[WHAT IS ASKED] Extend the forum thread on why members moved to Mexico and how they learned Spanish, beginning right after its final sentence.

My reasons are about the same as RVGringo's. Climate and cost of living. Now that I'm here, I can add friendly people and lack of stress as two more reasons. I started studying Spanish on my computer for several months before I came, and I still doing it now. There is a lot more to learn, though. I can usually carry on a conversation, but sometimes I'm just totally lost. It gets better little by little. For those who want to learn more quickly, there are usually places around where you can get private lessons.


----------



## conklinwh (Dec 19, 2009)

*Why & Where*

Why Mexico and where are certainly key questions and very personal, at least in my view.
We had been traveling extensively and seriously thought about Phuket, Bali, Loire Vallry, and Tuscany among others but family & distance a problem.
I actually documented our decision process in the summer of 2008 in an article "Mineral de Pozos: Magical Tranquility" that you can google. We are now in our third year in the casita and just completing a standalone studio for my wife.
Spanish is a little bit of a sore point as we haven't put in the effort that we should, partly because we haven't moved here full time as we do extensive family swings from a base in NC.
I can haggle, communicate at some level with non-English speaking residents and after a few weeks, can understand a fair amount but certainly not conversational.


----------



## Queretaro (Dec 6, 2008)

I still am still learning Spanish.... still don't get that subjunctive right.

I have lived here for 3 years. I originally moved here as a Peace Corps volunteer and stayed because I got married and start a Spanish school with my wife in Querétaro. It took me about 3 months to get from 0 to a communicative level of Spanish. That being said, I am relatively young (late 20's) and spoke a few languages beforehand. 

The amount of time it takes to learn varies greatly depending on age (the young tend to learn faster), background (if you already speak more than 1 language) and discipline (if you take 1 hour of class 3 times a week, but speak English for the rest of the time you will probably never learn).


----------



## makaloco (Mar 26, 2009)

After spending most of my adult life as a working expat, I came here to retire. My last job was in the Middle East, but I wanted a more laid-back atmosphere and wanted very much to be near the sea. Access to goods and services, affordability, and a learnable language were also important. I'd been to Mexico once in 1975 and enjoyed the country and people, so I knew it wouldn't be much of a stretch to feel at home here.

[DATA LISTING]
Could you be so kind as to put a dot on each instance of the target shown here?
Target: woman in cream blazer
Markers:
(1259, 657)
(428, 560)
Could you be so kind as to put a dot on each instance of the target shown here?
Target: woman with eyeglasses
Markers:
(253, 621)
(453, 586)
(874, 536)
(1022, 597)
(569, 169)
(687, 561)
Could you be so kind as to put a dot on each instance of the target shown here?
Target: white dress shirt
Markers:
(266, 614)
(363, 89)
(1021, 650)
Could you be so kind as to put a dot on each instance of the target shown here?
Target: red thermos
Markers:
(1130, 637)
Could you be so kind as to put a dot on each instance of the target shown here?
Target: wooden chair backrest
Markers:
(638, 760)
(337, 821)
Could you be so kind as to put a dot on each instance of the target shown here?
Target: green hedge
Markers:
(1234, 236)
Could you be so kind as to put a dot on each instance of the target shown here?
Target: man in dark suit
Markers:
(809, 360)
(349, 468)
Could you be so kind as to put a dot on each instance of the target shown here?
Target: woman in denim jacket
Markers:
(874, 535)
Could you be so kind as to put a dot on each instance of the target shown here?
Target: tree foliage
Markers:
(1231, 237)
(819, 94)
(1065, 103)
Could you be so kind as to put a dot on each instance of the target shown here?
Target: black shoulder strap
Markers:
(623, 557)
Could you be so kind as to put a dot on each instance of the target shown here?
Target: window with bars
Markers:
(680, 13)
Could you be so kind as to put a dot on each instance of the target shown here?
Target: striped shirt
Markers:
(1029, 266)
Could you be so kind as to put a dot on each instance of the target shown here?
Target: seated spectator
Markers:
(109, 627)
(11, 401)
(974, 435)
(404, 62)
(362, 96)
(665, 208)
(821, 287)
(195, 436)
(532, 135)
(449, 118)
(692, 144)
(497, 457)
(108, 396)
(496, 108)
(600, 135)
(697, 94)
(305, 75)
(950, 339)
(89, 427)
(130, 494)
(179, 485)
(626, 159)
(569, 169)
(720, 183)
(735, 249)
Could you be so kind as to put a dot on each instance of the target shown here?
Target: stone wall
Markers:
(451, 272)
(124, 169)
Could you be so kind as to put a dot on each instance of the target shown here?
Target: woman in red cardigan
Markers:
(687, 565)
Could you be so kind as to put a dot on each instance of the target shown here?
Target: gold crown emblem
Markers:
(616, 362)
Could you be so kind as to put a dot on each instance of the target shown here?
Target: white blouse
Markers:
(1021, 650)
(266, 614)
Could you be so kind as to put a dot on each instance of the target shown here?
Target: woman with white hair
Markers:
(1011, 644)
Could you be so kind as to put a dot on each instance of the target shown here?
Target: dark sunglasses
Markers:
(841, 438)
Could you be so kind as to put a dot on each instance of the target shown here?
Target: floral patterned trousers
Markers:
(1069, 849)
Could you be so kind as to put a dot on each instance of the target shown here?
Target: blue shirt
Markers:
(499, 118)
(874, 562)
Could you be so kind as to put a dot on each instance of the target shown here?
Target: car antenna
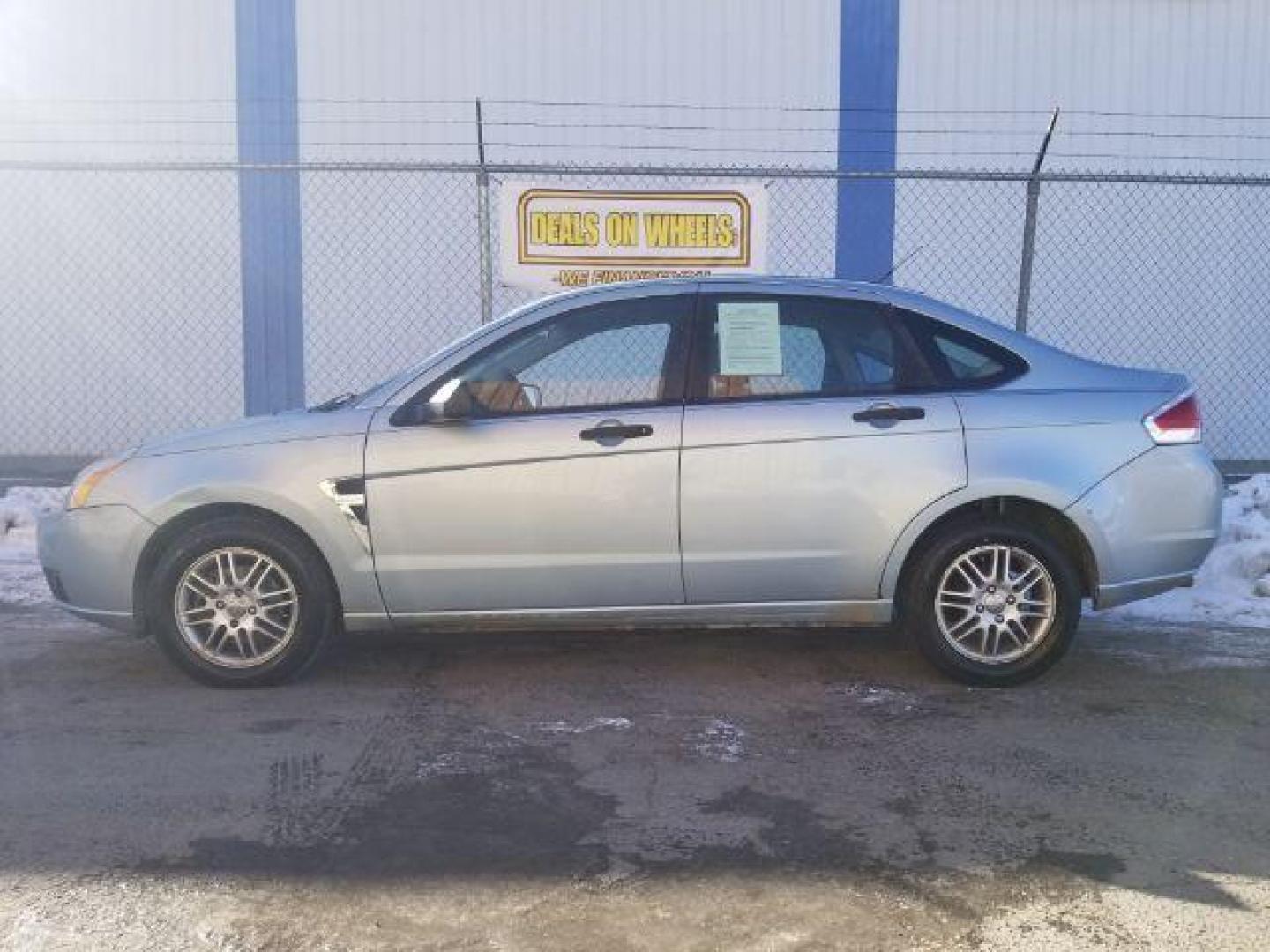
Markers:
(902, 260)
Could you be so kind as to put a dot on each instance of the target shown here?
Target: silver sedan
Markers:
(680, 452)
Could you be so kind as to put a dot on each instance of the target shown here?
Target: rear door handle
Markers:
(616, 432)
(885, 413)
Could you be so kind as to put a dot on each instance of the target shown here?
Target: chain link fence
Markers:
(121, 296)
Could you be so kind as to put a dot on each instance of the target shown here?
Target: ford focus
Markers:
(706, 452)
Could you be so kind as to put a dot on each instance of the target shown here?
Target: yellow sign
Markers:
(556, 238)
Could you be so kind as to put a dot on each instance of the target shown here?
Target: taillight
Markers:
(1177, 421)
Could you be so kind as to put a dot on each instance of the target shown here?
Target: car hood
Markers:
(283, 427)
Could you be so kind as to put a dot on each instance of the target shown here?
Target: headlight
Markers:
(89, 480)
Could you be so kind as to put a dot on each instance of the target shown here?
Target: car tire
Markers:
(219, 605)
(997, 637)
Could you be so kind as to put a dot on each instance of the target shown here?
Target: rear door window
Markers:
(791, 346)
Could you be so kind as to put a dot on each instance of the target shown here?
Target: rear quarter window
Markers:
(959, 358)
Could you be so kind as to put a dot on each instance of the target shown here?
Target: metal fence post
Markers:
(1029, 249)
(484, 225)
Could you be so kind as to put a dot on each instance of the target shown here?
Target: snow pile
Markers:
(1233, 584)
(22, 583)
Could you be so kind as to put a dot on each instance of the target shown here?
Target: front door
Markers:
(811, 439)
(562, 492)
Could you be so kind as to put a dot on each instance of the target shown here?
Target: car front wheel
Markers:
(240, 603)
(992, 603)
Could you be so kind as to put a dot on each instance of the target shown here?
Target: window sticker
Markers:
(750, 339)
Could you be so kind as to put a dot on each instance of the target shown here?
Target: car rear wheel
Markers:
(240, 602)
(992, 603)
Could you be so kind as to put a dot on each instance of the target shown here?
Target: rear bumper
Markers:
(1152, 522)
(90, 556)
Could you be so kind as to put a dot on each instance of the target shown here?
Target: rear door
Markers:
(813, 435)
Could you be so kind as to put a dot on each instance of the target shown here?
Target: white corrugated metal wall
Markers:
(1140, 83)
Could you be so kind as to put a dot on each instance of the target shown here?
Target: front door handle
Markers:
(616, 432)
(885, 413)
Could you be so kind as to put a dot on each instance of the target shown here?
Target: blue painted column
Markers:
(273, 346)
(868, 75)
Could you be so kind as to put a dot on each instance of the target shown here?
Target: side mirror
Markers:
(452, 401)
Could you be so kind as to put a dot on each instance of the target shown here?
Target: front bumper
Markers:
(1152, 522)
(90, 557)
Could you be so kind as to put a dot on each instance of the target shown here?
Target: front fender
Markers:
(283, 479)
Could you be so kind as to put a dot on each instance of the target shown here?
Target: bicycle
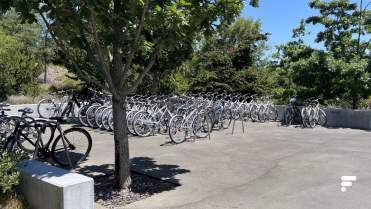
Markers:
(63, 149)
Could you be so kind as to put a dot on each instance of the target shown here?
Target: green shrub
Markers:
(9, 176)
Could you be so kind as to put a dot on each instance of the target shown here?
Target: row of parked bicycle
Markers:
(42, 138)
(309, 115)
(181, 117)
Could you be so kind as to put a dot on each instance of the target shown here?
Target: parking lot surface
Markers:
(268, 166)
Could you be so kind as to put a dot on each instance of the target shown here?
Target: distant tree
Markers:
(121, 41)
(346, 36)
(222, 57)
(21, 51)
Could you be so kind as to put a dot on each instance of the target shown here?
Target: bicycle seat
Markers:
(26, 110)
(4, 104)
(57, 118)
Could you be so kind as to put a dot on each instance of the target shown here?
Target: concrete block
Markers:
(49, 187)
(342, 118)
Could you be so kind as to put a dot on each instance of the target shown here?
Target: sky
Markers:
(280, 17)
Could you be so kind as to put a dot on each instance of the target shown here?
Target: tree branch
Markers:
(146, 69)
(134, 46)
(101, 61)
(65, 51)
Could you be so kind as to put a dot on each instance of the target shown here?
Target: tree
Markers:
(224, 59)
(122, 40)
(20, 55)
(345, 37)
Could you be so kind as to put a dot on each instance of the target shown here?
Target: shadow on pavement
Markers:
(148, 166)
(141, 165)
(147, 177)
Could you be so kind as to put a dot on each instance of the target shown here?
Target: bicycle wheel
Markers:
(226, 118)
(305, 117)
(106, 118)
(254, 113)
(287, 118)
(200, 125)
(261, 114)
(312, 121)
(129, 121)
(90, 116)
(110, 121)
(273, 113)
(99, 115)
(47, 108)
(78, 143)
(322, 117)
(177, 132)
(82, 115)
(142, 123)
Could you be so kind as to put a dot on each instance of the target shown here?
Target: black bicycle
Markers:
(37, 138)
(292, 114)
(56, 107)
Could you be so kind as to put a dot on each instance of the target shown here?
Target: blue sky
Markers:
(280, 17)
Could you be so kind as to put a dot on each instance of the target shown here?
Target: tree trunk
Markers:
(122, 163)
(355, 102)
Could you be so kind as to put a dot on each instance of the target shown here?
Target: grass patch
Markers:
(22, 99)
(12, 202)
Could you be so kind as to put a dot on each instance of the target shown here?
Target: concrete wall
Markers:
(48, 187)
(342, 118)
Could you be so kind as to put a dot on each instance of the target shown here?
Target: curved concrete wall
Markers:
(342, 118)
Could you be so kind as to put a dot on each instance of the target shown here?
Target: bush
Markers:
(9, 176)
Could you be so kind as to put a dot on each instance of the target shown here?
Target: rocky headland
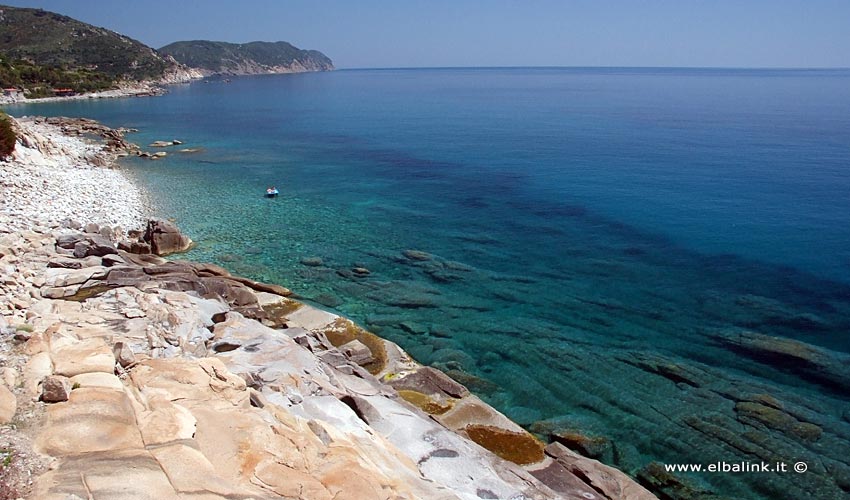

[EXERCISE RESPONSE]
Discipline isn't my strong point, but practice and motivation help. I arrived at age 60 with no Spanish, but it didn't take long to pick up the basics. English isn't spoken extensively outside the tourist areas, and I live in a Mexican neighborhood and use Spanish daily. So after 2-1/2 years I manage at least a limited (if broken) level of conversation, read the newspaper, and so on. As Queretaro mentions, other languages provide a head start. I was fluent in French and competent in colloquial Arabic, as well as being used to "thinking" in different languages. I doubt I'd be as far along if I'd spoken only English before moving here.


----------



## coalcracker (Jan 14, 2010)

Silence820 said:


> Why did you move to México, and how long did it take for you to learn Spanish?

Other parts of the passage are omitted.